Parsifal Software


XIDEK
Extensible Interpreter Development Kit
Reference documentation


Abstract Syntax Tree Parser

Introduction

The baseline Abstract Syntax Tree parsers, cll\base\ast.syn and pll\base\ast.syn are used to create Abstract Syntax Trees for the CLL and PLL languages respectively. These trees, in turn, are used by the astxi and astci interpreters, which implement the buildTree function defined in support\base\astdefs.h.

The reduction procedures use the public member functions of the AbstractSyntaxTree class. Each of these functions creates a node for the parse tree and returns a pointer to the node. When the entire tree has been completed, a pointer to the root node is stored in the root member field of the tree object.

In what follows, we describe first the features of the CLL version of the ast.syn syntax file and how it differs from the cll.syn file. The differences between the PLL version of ast.syn and pll.syn are identical.


C Prologue

The C prologue in ast.syn contains the declaration of the Tree struct, derived from AbstractSyntaxTree.

The Tree struct provides linkage between the parser and the syntax tree code. It contains one member field:

  parser_pcb_struct *pcbPointer;
a pointer to the parser control block, and overrides context(), defined in AbstractSyntaxtTree to provide the correct context information for each node in the tree. The implementation of context() and the class constructor are found in the embedded C portion of the syntax file.

The macro AST is used simply to make the reduction procedures appear less forbidding.

============

Requirement =>
In the syntax tree parser reference, shorten the paragraph that begins "The reduction procedures use" into a brief list, keeping its main facts. The items after this point come from a separate source.

Material supplied =>

============

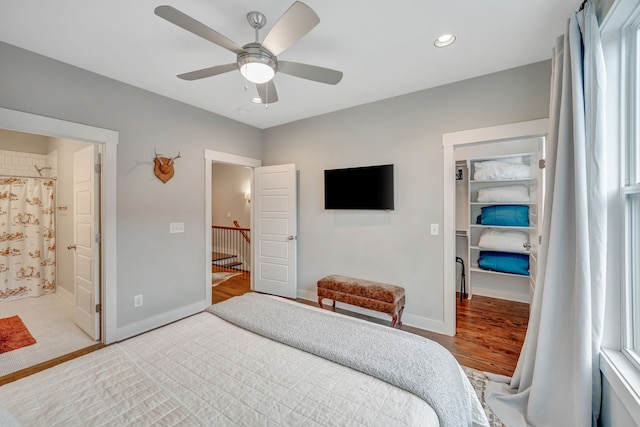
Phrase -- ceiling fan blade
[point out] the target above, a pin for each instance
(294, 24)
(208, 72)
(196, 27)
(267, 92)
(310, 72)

============

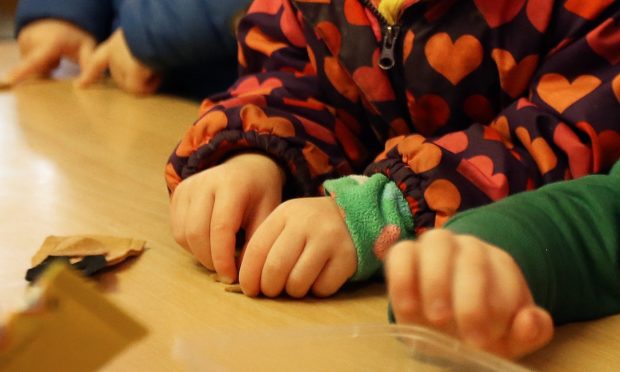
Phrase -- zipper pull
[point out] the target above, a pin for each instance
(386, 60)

============

Solution for this exercise =>
- Reduction procedures use the public member functions of the AbstractSyntaxTree class.
- Each function creates a parse tree node and returns a pointer to it.
- Once the whole tree is complete, a pointer to the root node is stored in the tree object's root member field.